TASK BRIEF: The expected output is the line with "Where can you see the white castle" followed by every remaining line of the entries, all repeated exactly.
*** Opening of DATA SUPPLIED ***
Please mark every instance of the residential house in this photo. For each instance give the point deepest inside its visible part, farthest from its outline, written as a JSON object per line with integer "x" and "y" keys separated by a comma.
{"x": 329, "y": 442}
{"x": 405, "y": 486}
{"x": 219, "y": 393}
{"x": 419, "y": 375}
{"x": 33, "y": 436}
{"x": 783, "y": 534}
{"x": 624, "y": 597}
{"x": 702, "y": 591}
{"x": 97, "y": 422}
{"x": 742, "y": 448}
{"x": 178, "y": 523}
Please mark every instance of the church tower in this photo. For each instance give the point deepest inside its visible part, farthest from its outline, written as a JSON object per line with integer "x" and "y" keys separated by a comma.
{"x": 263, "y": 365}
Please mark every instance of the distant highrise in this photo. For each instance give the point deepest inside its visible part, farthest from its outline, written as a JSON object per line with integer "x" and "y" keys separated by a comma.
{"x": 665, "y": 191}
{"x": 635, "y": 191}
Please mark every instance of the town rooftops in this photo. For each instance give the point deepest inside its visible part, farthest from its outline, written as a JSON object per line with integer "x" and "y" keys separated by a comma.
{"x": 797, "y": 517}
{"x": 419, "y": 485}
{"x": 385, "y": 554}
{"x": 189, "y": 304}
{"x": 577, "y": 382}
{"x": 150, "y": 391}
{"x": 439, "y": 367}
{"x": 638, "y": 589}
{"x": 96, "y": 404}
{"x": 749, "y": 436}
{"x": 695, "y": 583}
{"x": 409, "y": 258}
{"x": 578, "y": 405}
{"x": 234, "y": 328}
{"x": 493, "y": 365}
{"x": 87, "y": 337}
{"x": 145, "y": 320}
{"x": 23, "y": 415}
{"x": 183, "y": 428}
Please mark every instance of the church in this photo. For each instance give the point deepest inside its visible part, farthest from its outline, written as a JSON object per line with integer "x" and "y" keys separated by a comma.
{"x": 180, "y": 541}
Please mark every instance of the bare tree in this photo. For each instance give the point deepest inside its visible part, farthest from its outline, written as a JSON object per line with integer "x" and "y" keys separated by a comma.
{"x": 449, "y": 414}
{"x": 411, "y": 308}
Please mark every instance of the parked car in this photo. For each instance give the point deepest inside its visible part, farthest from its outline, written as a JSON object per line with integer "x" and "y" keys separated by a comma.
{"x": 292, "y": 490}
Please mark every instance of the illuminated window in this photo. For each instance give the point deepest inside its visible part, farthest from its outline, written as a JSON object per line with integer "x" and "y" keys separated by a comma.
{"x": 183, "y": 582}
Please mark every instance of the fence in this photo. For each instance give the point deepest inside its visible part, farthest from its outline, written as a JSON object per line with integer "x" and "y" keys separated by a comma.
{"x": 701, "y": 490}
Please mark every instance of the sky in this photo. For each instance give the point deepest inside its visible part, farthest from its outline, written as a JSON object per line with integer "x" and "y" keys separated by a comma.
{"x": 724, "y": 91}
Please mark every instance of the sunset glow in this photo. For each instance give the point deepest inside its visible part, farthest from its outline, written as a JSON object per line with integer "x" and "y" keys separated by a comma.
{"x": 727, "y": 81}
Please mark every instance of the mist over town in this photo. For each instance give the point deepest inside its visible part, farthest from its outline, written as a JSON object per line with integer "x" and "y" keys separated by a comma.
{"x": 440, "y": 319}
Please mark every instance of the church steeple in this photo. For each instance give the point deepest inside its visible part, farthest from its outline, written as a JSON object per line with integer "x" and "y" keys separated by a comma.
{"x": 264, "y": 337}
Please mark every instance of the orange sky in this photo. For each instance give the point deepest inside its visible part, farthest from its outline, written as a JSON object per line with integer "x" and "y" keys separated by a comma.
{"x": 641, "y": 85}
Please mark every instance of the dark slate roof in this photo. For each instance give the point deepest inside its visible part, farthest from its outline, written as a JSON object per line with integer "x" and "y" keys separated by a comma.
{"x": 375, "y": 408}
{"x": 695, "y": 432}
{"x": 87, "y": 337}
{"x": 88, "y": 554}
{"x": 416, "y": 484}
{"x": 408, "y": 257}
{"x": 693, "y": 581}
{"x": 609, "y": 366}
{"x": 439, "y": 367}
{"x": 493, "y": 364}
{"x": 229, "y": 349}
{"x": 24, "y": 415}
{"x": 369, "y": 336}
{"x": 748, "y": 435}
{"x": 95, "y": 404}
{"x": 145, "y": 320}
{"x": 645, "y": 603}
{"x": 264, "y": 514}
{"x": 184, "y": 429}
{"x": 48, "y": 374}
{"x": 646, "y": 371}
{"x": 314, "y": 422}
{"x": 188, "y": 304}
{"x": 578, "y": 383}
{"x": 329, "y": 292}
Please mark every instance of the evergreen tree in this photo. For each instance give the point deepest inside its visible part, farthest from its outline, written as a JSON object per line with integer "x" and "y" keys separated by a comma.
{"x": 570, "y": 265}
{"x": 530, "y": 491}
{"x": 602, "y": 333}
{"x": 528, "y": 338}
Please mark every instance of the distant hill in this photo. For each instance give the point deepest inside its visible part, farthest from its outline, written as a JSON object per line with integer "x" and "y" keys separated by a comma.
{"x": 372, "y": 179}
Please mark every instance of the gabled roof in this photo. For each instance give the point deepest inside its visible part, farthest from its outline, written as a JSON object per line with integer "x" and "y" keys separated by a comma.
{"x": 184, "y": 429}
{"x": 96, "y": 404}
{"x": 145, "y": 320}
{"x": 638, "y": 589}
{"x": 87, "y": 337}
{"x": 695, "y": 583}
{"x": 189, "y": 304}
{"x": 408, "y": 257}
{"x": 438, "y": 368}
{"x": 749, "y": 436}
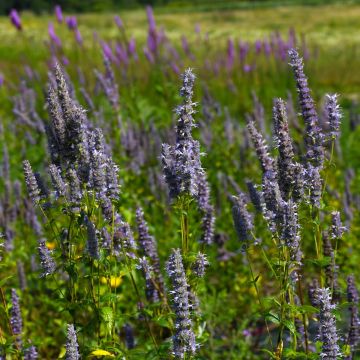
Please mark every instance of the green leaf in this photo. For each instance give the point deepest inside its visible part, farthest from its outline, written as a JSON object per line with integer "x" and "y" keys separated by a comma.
{"x": 107, "y": 316}
{"x": 290, "y": 325}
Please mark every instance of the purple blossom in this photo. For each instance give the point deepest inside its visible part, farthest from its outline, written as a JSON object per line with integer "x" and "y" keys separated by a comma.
{"x": 72, "y": 347}
{"x": 118, "y": 22}
{"x": 15, "y": 314}
{"x": 184, "y": 337}
{"x": 71, "y": 22}
{"x": 78, "y": 36}
{"x": 58, "y": 14}
{"x": 15, "y": 19}
{"x": 327, "y": 332}
{"x": 54, "y": 38}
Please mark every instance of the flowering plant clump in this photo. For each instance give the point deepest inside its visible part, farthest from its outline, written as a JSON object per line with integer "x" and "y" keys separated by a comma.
{"x": 121, "y": 239}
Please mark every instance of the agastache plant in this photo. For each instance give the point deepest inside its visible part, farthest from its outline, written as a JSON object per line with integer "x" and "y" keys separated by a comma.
{"x": 184, "y": 338}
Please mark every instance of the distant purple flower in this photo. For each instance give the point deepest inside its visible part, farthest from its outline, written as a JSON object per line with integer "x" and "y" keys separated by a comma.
{"x": 58, "y": 14}
{"x": 122, "y": 54}
{"x": 65, "y": 60}
{"x": 118, "y": 22}
{"x": 132, "y": 48}
{"x": 107, "y": 50}
{"x": 333, "y": 113}
{"x": 71, "y": 22}
{"x": 230, "y": 54}
{"x": 72, "y": 347}
{"x": 258, "y": 46}
{"x": 15, "y": 19}
{"x": 30, "y": 353}
{"x": 151, "y": 18}
{"x": 149, "y": 56}
{"x": 247, "y": 68}
{"x": 15, "y": 319}
{"x": 78, "y": 36}
{"x": 327, "y": 332}
{"x": 175, "y": 68}
{"x": 54, "y": 38}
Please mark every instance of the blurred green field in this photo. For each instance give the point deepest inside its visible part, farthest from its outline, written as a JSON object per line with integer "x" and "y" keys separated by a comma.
{"x": 334, "y": 30}
{"x": 148, "y": 92}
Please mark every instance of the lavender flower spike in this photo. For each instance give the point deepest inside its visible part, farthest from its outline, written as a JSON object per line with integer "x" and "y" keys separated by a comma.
{"x": 243, "y": 221}
{"x": 200, "y": 265}
{"x": 15, "y": 319}
{"x": 15, "y": 19}
{"x": 313, "y": 134}
{"x": 31, "y": 353}
{"x": 148, "y": 245}
{"x": 72, "y": 347}
{"x": 47, "y": 262}
{"x": 184, "y": 337}
{"x": 353, "y": 299}
{"x": 327, "y": 326}
{"x": 337, "y": 229}
{"x": 261, "y": 148}
{"x": 92, "y": 241}
{"x": 31, "y": 183}
{"x": 333, "y": 114}
{"x": 286, "y": 152}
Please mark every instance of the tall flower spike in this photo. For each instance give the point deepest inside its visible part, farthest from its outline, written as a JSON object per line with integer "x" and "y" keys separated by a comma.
{"x": 286, "y": 153}
{"x": 327, "y": 326}
{"x": 184, "y": 337}
{"x": 57, "y": 181}
{"x": 181, "y": 163}
{"x": 200, "y": 265}
{"x": 337, "y": 229}
{"x": 333, "y": 115}
{"x": 254, "y": 196}
{"x": 47, "y": 262}
{"x": 313, "y": 134}
{"x": 92, "y": 241}
{"x": 148, "y": 245}
{"x": 353, "y": 299}
{"x": 15, "y": 318}
{"x": 72, "y": 347}
{"x": 290, "y": 235}
{"x": 207, "y": 226}
{"x": 129, "y": 336}
{"x": 243, "y": 221}
{"x": 57, "y": 120}
{"x": 261, "y": 148}
{"x": 30, "y": 353}
{"x": 31, "y": 183}
{"x": 152, "y": 294}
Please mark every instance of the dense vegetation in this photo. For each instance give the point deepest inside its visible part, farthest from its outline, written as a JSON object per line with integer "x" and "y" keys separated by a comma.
{"x": 224, "y": 229}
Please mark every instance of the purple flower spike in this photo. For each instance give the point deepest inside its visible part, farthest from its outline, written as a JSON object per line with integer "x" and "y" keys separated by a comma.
{"x": 71, "y": 22}
{"x": 78, "y": 37}
{"x": 118, "y": 22}
{"x": 58, "y": 14}
{"x": 151, "y": 19}
{"x": 53, "y": 37}
{"x": 15, "y": 19}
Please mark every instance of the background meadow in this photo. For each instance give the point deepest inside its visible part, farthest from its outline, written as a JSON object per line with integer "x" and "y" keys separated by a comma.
{"x": 90, "y": 223}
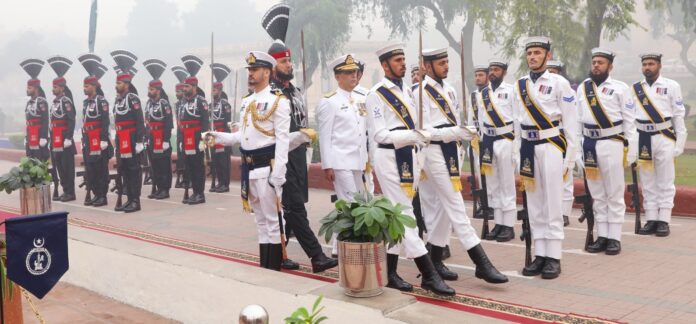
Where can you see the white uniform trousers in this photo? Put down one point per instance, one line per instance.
(658, 183)
(608, 191)
(262, 198)
(346, 184)
(568, 198)
(545, 200)
(388, 177)
(502, 196)
(442, 207)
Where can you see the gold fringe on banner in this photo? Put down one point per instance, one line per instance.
(408, 189)
(592, 173)
(527, 184)
(486, 169)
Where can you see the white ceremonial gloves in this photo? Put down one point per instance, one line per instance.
(467, 133)
(297, 139)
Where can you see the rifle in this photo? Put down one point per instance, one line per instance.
(54, 177)
(587, 212)
(635, 196)
(118, 187)
(526, 235)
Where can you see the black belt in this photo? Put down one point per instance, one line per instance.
(258, 158)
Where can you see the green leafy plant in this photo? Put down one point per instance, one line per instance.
(302, 315)
(367, 219)
(30, 173)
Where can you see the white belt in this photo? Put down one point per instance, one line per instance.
(602, 132)
(538, 135)
(495, 131)
(654, 127)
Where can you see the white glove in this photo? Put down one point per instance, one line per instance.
(632, 154)
(467, 133)
(580, 164)
(568, 165)
(297, 139)
(679, 147)
(276, 181)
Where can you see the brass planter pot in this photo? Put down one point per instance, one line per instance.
(35, 200)
(362, 268)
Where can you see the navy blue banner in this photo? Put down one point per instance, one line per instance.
(37, 251)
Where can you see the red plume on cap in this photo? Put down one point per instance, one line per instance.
(60, 65)
(33, 68)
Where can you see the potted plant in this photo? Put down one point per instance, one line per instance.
(363, 227)
(302, 315)
(33, 180)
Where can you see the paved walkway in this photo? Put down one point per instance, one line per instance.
(70, 304)
(651, 281)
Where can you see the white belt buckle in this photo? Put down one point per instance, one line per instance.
(595, 133)
(532, 134)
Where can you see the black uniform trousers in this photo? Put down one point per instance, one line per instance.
(222, 166)
(295, 194)
(195, 169)
(97, 171)
(161, 169)
(64, 162)
(132, 174)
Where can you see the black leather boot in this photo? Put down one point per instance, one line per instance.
(134, 206)
(648, 229)
(491, 236)
(289, 264)
(431, 280)
(662, 229)
(263, 255)
(446, 253)
(484, 268)
(506, 234)
(442, 270)
(552, 268)
(321, 263)
(275, 256)
(600, 245)
(394, 280)
(99, 201)
(613, 247)
(534, 268)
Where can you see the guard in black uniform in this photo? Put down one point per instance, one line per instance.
(181, 75)
(62, 128)
(194, 121)
(295, 189)
(130, 129)
(158, 115)
(221, 116)
(96, 146)
(36, 113)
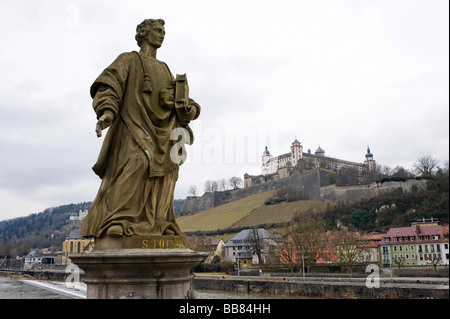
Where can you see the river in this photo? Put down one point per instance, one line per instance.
(32, 289)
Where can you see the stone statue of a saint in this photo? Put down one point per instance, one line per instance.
(135, 98)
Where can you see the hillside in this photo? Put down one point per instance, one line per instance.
(46, 229)
(246, 212)
(43, 230)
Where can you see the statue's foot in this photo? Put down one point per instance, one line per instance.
(169, 232)
(115, 231)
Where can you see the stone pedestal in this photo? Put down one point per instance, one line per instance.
(159, 268)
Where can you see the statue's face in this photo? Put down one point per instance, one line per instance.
(155, 36)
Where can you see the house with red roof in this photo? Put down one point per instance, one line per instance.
(416, 245)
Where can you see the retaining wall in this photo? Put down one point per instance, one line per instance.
(323, 288)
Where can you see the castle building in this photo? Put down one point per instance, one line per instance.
(281, 166)
(272, 164)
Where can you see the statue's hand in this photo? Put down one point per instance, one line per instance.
(189, 113)
(166, 98)
(104, 121)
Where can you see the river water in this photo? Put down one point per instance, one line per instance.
(16, 289)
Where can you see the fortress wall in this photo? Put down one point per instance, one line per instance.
(351, 194)
(314, 185)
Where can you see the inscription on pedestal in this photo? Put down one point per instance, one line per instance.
(155, 242)
(163, 243)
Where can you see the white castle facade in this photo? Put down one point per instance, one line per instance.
(271, 164)
(281, 166)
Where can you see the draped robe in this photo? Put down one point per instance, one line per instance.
(138, 176)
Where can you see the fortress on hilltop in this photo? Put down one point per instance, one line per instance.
(318, 177)
(281, 166)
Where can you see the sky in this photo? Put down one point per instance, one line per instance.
(339, 74)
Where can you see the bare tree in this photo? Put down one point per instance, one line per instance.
(211, 186)
(287, 249)
(425, 165)
(309, 237)
(434, 261)
(235, 182)
(348, 250)
(222, 184)
(257, 244)
(399, 261)
(208, 187)
(400, 171)
(192, 190)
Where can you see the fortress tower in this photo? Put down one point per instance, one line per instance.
(369, 162)
(296, 151)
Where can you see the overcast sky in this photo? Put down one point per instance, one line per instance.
(342, 74)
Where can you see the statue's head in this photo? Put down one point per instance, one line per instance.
(152, 31)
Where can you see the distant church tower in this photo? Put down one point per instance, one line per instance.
(296, 152)
(369, 162)
(265, 166)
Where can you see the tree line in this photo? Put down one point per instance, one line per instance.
(217, 185)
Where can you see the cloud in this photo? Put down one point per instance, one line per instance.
(342, 75)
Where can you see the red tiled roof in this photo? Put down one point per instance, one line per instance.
(414, 231)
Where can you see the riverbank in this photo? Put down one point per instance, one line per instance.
(328, 288)
(290, 287)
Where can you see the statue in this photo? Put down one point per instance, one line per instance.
(141, 102)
*** Close of DATA SUPPLIED ***
SOLUTION TO THIS TASK:
Where can you see the white castle facade in this photo? Put down one point per instance, one line per instance.
(271, 164)
(281, 166)
Where can you see the draped robe in this photo? Put down one point per instance, one line per instance.
(138, 176)
Where can you see the fortress on hilltop in this photo? Put down one point per instance, one line per instance.
(318, 177)
(281, 166)
Where can you see the sky in this photo? Put down one point per instance, one line per instance.
(339, 74)
Where can you see the bare tree in this photo? Put down one point per instance, one line per instance.
(211, 186)
(287, 249)
(425, 165)
(309, 237)
(434, 261)
(235, 182)
(348, 250)
(222, 184)
(257, 244)
(399, 261)
(208, 187)
(400, 171)
(192, 190)
Where can you see the fortress tower in this photo? Put down one point per instance, one line per instance.
(369, 162)
(296, 151)
Where can you see the overcast sky in this photo? Put down one point per instance, one line per instance.
(342, 74)
Where can you see the statue's head in this photo? Put down one point per instance, one line per instance.
(152, 31)
Where can you see the distant church tower in this photo? Put down one point per instance, one line per instance.
(296, 152)
(369, 162)
(265, 166)
Where can you see the tree line in this photo? Put down one point per instance, one line per instance.
(217, 185)
Where can you see the cloud in this photo? Put down one point per instance, one line per instance.
(342, 75)
Where can you see the red tiled roof in this photo? Put down one point per instance, one line per instance.
(414, 231)
Where can you see the riverbank in this photo? Put down one point per instance, one line per instance.
(328, 288)
(290, 287)
Where can you see the statue in this photo? Put down one point per instance, one line per instance.
(141, 102)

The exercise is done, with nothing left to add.